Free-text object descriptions
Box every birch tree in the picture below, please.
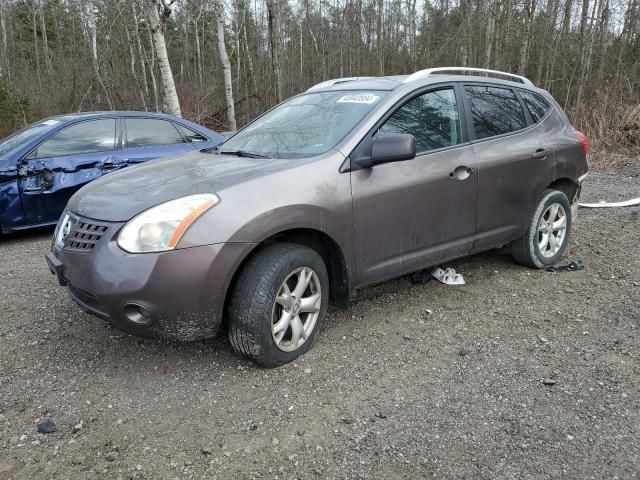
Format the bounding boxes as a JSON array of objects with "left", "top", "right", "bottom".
[
  {"left": 145, "top": 0, "right": 182, "bottom": 117},
  {"left": 216, "top": 0, "right": 236, "bottom": 130},
  {"left": 0, "top": 0, "right": 639, "bottom": 146},
  {"left": 0, "top": 0, "right": 7, "bottom": 77}
]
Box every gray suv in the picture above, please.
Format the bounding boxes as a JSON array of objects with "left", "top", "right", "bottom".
[{"left": 47, "top": 67, "right": 589, "bottom": 367}]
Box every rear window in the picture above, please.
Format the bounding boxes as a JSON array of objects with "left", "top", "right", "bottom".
[
  {"left": 465, "top": 86, "right": 527, "bottom": 139},
  {"left": 125, "top": 119, "right": 184, "bottom": 148},
  {"left": 520, "top": 91, "right": 552, "bottom": 123}
]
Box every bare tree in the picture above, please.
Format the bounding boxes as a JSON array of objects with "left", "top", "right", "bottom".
[
  {"left": 266, "top": 0, "right": 283, "bottom": 103},
  {"left": 0, "top": 0, "right": 7, "bottom": 77},
  {"left": 0, "top": 0, "right": 639, "bottom": 151},
  {"left": 79, "top": 0, "right": 113, "bottom": 109},
  {"left": 37, "top": 0, "right": 52, "bottom": 76},
  {"left": 145, "top": 0, "right": 182, "bottom": 117},
  {"left": 216, "top": 0, "right": 236, "bottom": 130}
]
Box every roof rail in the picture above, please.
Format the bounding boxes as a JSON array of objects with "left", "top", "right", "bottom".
[
  {"left": 403, "top": 67, "right": 534, "bottom": 86},
  {"left": 306, "top": 77, "right": 375, "bottom": 92}
]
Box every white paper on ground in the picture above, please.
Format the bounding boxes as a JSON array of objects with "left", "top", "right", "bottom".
[
  {"left": 578, "top": 198, "right": 640, "bottom": 208},
  {"left": 431, "top": 267, "right": 465, "bottom": 286}
]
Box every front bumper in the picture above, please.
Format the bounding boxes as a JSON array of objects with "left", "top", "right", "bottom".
[{"left": 47, "top": 219, "right": 256, "bottom": 341}]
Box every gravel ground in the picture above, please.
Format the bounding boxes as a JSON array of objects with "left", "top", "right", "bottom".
[{"left": 1, "top": 171, "right": 638, "bottom": 480}]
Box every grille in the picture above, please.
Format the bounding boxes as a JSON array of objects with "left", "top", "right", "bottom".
[{"left": 65, "top": 220, "right": 109, "bottom": 252}]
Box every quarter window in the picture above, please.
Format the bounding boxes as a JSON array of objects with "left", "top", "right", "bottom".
[
  {"left": 125, "top": 119, "right": 185, "bottom": 148},
  {"left": 174, "top": 123, "right": 208, "bottom": 143},
  {"left": 520, "top": 91, "right": 552, "bottom": 123},
  {"left": 34, "top": 119, "right": 116, "bottom": 158},
  {"left": 465, "top": 86, "right": 527, "bottom": 139},
  {"left": 377, "top": 88, "right": 461, "bottom": 154}
]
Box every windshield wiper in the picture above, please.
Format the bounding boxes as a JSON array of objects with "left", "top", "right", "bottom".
[
  {"left": 218, "top": 150, "right": 271, "bottom": 159},
  {"left": 200, "top": 145, "right": 220, "bottom": 153},
  {"left": 200, "top": 145, "right": 271, "bottom": 158}
]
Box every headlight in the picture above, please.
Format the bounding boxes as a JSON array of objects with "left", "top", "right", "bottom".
[{"left": 117, "top": 194, "right": 220, "bottom": 253}]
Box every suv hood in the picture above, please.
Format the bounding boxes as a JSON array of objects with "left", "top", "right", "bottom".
[{"left": 67, "top": 151, "right": 287, "bottom": 222}]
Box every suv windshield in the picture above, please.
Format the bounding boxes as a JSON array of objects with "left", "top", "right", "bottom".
[{"left": 218, "top": 91, "right": 387, "bottom": 159}]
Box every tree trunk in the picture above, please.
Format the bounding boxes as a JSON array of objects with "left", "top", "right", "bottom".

TASK DESCRIPTION:
Please set down exactly the lines from the first line of the data above through the line with "Box every gray", both included, leaving out the pictures.

THE ANSWER:
Box every birch tree in the picture below, please.
Format the bounding boxes as a JSON array of objects with "left", "top", "right", "bottom".
[
  {"left": 145, "top": 0, "right": 182, "bottom": 117},
  {"left": 216, "top": 0, "right": 236, "bottom": 130},
  {"left": 0, "top": 0, "right": 639, "bottom": 146},
  {"left": 0, "top": 0, "right": 7, "bottom": 77}
]
Box every gray suv in the picture above, please.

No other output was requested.